-- WHAT THE EXERCISE ASKS --
Take the line containing "Note: mark the grassy" and every line after it to the end of the records, and copy them exactly, leaving out pictures.

Entries from a point annotation set:
┄┄┄┄┄┄
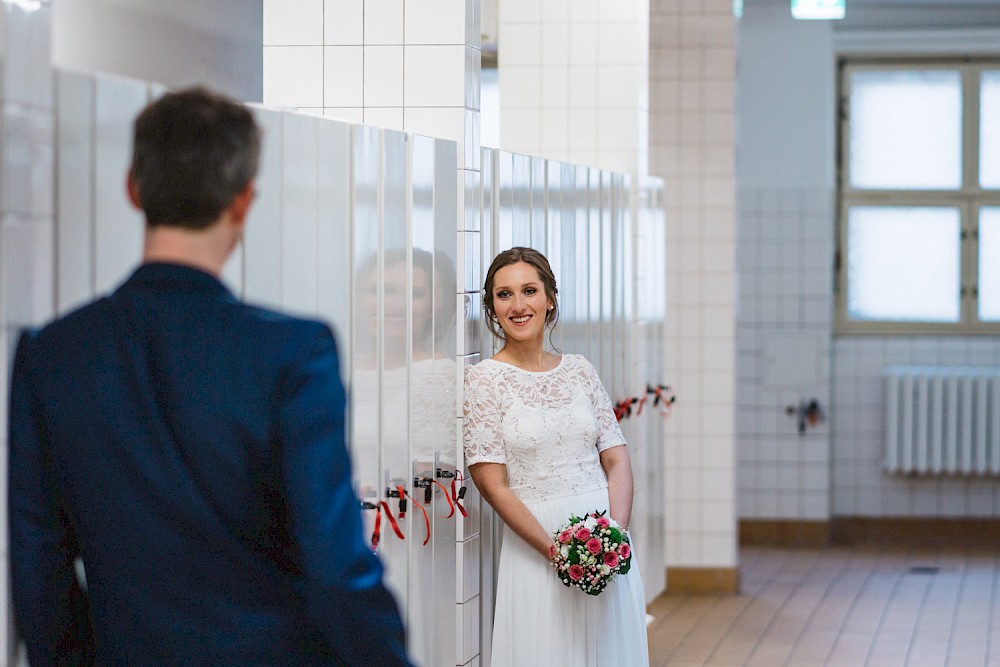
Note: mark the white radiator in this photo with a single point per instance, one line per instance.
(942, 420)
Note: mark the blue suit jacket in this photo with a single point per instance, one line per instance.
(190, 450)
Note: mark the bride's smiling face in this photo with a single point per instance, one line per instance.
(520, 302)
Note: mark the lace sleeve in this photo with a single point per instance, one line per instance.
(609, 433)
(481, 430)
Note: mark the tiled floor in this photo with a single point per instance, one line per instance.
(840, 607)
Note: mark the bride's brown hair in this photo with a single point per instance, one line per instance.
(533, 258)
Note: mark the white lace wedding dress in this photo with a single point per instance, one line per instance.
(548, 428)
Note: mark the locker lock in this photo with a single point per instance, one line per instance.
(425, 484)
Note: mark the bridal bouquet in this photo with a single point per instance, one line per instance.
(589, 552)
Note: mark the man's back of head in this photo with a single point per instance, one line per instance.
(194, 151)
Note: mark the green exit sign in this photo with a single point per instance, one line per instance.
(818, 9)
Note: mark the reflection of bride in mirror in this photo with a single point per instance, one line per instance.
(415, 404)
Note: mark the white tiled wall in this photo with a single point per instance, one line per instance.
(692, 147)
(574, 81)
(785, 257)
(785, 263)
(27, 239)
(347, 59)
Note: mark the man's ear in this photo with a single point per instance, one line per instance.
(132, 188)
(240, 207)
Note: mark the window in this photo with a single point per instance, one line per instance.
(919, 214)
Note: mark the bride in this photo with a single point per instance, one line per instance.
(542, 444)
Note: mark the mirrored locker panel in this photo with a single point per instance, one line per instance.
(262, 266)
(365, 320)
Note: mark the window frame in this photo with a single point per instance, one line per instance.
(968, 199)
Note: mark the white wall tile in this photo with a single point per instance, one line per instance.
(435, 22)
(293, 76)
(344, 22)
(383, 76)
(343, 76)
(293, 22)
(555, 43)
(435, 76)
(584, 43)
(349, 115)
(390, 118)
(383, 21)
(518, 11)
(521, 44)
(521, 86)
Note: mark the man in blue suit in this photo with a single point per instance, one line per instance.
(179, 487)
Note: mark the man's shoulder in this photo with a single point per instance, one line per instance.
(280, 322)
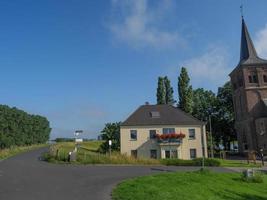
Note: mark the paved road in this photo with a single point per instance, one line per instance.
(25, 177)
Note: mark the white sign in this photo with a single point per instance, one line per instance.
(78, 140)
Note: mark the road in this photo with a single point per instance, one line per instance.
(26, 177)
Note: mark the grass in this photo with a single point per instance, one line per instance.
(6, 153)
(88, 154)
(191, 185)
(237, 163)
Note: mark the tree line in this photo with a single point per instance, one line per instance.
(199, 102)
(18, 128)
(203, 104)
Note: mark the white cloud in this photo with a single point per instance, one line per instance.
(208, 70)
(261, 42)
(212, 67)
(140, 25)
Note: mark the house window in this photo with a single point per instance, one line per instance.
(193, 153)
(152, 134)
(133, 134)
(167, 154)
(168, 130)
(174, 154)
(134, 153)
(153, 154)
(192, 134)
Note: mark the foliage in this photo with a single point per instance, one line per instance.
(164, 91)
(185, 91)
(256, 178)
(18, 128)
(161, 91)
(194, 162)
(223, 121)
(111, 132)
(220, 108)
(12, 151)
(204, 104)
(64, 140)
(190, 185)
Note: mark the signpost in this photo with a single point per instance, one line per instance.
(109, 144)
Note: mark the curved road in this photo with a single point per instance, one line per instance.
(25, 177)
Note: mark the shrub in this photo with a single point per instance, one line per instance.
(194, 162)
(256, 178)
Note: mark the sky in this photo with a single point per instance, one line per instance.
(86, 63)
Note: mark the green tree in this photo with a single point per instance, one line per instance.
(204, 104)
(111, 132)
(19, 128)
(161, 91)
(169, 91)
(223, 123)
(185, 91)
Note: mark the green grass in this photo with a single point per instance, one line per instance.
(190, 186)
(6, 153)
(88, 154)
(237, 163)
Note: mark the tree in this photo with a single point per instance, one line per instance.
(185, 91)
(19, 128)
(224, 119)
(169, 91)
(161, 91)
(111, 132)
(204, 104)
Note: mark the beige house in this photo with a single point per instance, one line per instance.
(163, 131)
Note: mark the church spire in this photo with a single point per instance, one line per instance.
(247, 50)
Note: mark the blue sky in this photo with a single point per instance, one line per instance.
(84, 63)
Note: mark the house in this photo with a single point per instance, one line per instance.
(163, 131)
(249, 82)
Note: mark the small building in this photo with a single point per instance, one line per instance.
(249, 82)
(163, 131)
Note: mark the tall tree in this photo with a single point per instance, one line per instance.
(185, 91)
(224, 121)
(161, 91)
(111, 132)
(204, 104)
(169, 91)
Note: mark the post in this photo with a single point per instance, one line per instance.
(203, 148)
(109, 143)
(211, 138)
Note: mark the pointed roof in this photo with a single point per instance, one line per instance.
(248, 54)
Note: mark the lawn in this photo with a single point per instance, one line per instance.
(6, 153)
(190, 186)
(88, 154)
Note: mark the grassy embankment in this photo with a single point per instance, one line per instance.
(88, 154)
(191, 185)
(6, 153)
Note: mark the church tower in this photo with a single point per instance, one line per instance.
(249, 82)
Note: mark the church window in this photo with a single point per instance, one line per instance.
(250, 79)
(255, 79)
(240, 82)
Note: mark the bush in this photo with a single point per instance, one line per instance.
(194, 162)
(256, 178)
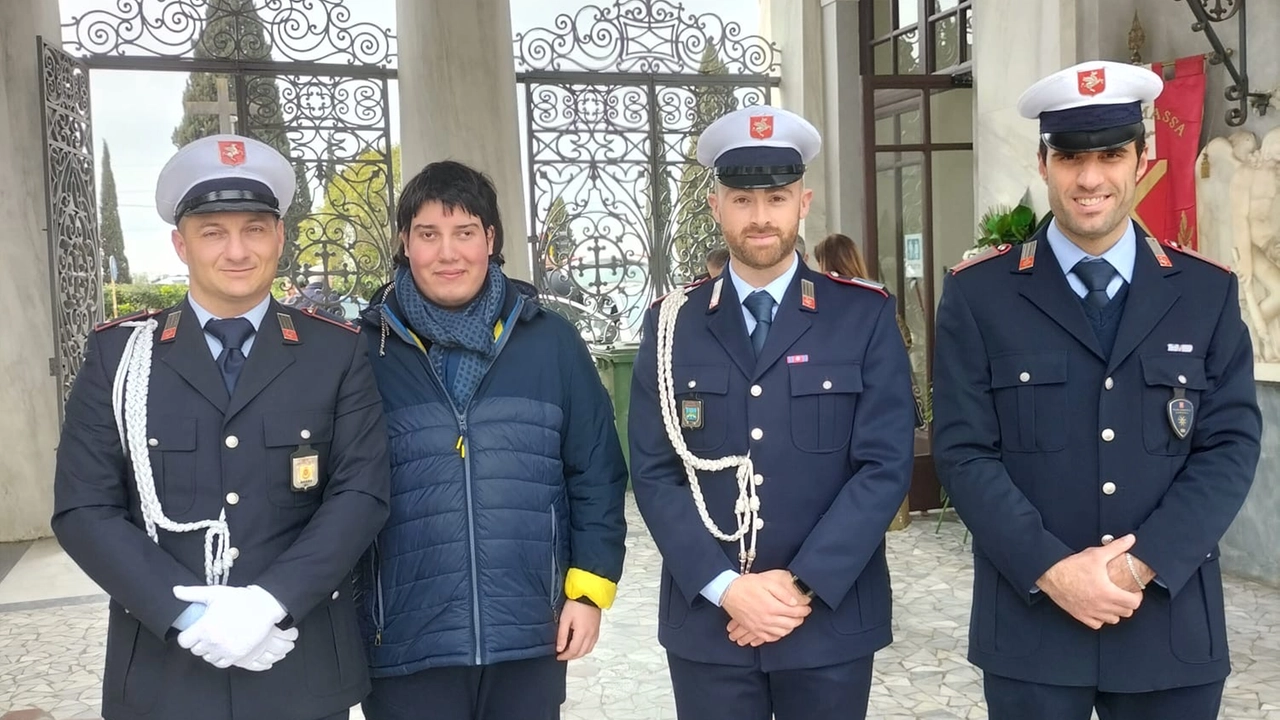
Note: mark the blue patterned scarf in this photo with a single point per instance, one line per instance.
┄┄┄┄┄┄
-- ANSWER TO THIS PROBLEM --
Note: mark the grassy embankment in this photo with a single point per instance, one line per instance.
(88, 154)
(191, 185)
(6, 153)
Note: mark the church tower in this photo with a single point per instance, one line per instance.
(249, 82)
Note: mark the church window in this photo with a single point per instance, one line per instance.
(250, 79)
(255, 79)
(240, 82)
Note: mark the bush in this photo with a single point per instance, one line per instance.
(194, 162)
(256, 178)
Note: mark the blue patterned scarf in this photo with a single point per instance, one line per instance.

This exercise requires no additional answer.